▶ [EXERCISE BRIEF]
Starting with the line containing "arm sleeve, that" and going on through the line containing "79L146 68L143 66L136", write those lines out again, changing "arm sleeve" to "compression sleeve" and leaving everything else as it is.

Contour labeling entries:
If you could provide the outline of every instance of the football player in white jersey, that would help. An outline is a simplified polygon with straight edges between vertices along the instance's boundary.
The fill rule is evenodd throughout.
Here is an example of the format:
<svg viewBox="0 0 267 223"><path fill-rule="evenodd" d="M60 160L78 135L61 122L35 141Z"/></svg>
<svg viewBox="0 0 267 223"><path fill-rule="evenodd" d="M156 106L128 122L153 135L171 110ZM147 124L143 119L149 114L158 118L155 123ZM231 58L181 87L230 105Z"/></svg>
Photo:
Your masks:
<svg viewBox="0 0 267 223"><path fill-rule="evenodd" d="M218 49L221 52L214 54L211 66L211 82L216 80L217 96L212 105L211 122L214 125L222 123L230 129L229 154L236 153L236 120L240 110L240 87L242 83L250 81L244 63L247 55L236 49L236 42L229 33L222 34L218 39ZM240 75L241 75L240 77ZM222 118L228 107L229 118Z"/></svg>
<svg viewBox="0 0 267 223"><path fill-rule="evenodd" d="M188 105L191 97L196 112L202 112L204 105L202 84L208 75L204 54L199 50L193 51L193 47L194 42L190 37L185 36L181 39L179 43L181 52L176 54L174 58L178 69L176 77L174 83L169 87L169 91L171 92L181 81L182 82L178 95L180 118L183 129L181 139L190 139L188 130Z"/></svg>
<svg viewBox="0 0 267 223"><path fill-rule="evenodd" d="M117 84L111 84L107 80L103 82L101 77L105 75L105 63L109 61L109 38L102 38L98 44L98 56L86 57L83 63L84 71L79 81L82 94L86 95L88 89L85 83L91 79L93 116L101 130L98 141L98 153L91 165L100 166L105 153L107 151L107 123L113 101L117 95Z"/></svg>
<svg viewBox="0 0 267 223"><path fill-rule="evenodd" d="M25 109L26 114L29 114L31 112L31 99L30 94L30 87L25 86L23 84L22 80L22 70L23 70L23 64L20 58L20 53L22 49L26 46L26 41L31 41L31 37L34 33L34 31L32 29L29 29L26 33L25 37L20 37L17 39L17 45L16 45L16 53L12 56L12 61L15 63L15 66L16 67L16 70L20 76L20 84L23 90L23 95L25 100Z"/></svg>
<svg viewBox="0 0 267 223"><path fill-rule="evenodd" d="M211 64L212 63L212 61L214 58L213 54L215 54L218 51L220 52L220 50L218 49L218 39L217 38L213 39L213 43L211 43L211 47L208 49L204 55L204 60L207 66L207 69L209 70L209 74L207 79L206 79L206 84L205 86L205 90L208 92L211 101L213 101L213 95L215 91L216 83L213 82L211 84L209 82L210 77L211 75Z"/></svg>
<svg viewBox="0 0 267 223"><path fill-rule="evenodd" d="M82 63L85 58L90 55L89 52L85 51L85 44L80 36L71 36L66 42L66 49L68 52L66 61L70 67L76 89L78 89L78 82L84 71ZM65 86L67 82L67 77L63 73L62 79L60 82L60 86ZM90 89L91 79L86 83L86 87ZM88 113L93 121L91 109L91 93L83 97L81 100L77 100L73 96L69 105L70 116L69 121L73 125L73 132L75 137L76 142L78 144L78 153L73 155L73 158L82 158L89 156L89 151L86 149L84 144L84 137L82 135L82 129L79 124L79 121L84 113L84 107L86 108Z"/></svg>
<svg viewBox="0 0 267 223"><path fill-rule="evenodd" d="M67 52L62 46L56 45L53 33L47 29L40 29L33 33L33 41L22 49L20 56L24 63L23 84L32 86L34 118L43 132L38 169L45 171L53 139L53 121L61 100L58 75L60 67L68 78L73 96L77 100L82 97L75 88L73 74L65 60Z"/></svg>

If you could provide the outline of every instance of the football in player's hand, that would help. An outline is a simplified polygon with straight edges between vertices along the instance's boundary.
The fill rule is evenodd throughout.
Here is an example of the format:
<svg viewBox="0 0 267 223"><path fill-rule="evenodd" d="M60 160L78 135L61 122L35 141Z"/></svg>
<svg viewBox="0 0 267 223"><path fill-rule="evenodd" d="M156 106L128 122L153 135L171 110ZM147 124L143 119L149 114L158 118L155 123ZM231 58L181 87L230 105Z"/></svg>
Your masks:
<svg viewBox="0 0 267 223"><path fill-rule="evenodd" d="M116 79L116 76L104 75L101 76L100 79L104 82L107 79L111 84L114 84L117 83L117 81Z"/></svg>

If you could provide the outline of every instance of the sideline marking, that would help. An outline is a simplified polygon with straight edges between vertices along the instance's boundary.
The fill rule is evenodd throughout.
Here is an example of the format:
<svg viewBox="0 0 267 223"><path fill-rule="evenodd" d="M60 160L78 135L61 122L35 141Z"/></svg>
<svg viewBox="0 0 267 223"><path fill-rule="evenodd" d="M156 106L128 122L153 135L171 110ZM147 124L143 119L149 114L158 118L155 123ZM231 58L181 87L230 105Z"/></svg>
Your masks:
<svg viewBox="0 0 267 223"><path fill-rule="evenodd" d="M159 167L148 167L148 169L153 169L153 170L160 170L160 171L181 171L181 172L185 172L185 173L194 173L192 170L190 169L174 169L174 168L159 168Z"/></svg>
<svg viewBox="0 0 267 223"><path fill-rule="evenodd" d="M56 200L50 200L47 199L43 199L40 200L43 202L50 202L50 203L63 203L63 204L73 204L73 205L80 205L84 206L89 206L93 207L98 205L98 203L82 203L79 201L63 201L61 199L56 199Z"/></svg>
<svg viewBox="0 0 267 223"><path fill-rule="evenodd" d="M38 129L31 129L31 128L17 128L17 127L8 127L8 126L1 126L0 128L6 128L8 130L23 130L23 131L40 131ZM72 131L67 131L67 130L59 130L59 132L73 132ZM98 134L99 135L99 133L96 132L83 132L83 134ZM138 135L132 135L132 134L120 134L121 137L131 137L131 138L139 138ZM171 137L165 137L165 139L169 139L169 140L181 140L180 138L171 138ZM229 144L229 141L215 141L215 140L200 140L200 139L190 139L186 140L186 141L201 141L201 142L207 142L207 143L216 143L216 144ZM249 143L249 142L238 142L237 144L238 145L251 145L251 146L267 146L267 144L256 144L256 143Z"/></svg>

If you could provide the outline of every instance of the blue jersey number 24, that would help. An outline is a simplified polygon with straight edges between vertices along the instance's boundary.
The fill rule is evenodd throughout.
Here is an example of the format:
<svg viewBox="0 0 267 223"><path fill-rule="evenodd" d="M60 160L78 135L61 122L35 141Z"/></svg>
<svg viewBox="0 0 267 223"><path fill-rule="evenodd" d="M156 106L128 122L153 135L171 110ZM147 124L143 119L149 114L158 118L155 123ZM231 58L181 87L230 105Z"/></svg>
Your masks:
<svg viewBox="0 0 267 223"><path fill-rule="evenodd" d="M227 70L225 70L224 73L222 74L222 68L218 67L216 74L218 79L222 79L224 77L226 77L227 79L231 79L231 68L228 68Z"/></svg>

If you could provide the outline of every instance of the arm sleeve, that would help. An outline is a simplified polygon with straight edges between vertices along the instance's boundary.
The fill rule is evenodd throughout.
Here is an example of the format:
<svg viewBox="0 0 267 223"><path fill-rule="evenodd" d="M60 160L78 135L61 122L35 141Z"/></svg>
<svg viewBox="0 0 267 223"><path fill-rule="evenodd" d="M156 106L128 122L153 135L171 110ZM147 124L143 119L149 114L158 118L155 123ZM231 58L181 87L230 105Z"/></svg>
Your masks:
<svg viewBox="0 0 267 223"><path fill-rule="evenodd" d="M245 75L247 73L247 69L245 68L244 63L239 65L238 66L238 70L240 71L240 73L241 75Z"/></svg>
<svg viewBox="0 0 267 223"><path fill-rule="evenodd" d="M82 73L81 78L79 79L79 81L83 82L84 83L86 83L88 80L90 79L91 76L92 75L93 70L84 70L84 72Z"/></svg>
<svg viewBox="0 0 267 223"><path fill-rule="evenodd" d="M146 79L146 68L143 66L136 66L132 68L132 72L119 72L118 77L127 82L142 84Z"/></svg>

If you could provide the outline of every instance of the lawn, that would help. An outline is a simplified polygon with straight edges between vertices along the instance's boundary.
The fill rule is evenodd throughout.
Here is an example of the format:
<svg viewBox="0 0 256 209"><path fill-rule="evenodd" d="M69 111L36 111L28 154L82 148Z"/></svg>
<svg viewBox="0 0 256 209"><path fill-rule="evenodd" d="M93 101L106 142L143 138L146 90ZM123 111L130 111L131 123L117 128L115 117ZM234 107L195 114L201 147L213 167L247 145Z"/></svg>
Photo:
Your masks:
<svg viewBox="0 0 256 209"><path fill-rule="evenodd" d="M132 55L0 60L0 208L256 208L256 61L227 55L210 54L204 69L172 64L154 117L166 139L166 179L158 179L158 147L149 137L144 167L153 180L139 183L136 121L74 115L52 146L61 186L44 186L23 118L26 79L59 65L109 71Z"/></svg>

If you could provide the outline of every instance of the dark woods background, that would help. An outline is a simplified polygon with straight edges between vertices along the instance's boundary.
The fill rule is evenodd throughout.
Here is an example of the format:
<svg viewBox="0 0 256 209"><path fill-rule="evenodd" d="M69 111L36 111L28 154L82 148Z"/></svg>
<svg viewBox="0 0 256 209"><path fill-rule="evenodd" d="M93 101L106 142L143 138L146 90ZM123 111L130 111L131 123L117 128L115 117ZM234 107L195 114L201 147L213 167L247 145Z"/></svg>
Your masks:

▶ [FULL RESPONSE]
If you could provide the outline of every instance of the compression sleeve, that would help. An outline is a simplified polygon with straight edges between vertices along the instance's boundary.
The fill rule is evenodd throughout.
Here is an example of the format:
<svg viewBox="0 0 267 223"><path fill-rule="evenodd" d="M60 160L78 135L61 122L35 141Z"/></svg>
<svg viewBox="0 0 267 223"><path fill-rule="evenodd" d="M156 106L128 122L153 135L171 110ZM147 124L143 119L149 114L158 118L155 123ZM231 58L181 87L230 105Z"/></svg>
Your masks:
<svg viewBox="0 0 267 223"><path fill-rule="evenodd" d="M245 75L247 73L247 69L245 68L244 63L239 65L238 66L238 70L240 71L240 73L241 75Z"/></svg>
<svg viewBox="0 0 267 223"><path fill-rule="evenodd" d="M82 73L81 78L79 79L79 81L83 82L84 83L86 83L88 80L90 79L91 76L92 75L93 70L84 70L84 72Z"/></svg>
<svg viewBox="0 0 267 223"><path fill-rule="evenodd" d="M146 79L146 68L143 66L136 66L132 68L132 72L119 72L118 77L127 82L142 84Z"/></svg>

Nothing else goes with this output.